◆ Work task ◆
Nothing but the lines below between the line holding "<point>69,160</point>" and the line holding "<point>924,749</point>", inclusive, should appear in the answer, each set down exactly.

*** Records shown ***

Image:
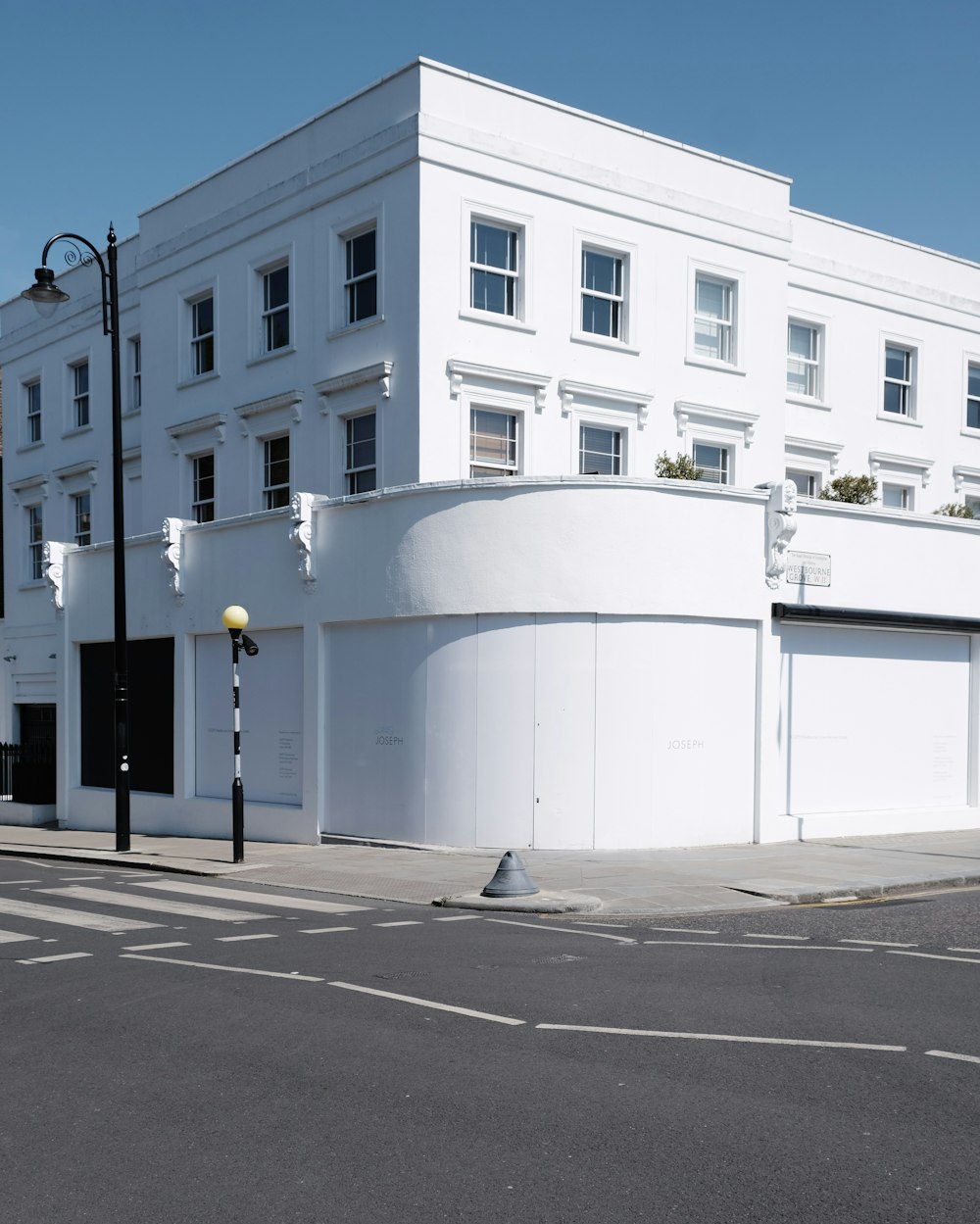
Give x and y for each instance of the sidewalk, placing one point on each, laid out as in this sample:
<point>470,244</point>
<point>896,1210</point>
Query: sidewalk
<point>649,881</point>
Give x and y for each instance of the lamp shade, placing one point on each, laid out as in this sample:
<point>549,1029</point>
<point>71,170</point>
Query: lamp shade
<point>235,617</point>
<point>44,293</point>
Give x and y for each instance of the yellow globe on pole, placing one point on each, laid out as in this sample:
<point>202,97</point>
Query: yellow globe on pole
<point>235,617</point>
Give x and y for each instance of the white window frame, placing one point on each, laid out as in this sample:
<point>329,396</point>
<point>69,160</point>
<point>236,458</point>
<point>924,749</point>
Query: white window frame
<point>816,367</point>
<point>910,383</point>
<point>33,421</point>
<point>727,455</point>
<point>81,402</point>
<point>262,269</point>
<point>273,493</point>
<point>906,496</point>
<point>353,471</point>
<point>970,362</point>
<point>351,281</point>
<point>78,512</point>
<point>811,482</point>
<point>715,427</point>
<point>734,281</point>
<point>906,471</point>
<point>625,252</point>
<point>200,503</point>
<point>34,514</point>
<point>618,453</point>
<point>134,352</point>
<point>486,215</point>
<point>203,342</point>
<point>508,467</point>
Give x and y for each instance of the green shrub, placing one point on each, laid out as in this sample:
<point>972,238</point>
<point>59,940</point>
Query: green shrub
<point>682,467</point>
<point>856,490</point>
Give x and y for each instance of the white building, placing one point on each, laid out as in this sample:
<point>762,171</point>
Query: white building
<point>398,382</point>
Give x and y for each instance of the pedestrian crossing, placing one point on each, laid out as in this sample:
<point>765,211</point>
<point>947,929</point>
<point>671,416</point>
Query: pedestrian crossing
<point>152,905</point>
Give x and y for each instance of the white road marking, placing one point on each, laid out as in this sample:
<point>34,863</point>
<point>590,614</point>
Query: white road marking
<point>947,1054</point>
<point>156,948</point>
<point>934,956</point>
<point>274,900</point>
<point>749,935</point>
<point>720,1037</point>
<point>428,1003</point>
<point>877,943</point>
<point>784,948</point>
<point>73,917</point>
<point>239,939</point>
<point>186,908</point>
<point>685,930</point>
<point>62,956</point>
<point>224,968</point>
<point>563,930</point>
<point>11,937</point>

*** End of Records shown ***

◆ Problem solution ◆
<point>69,160</point>
<point>236,458</point>
<point>924,749</point>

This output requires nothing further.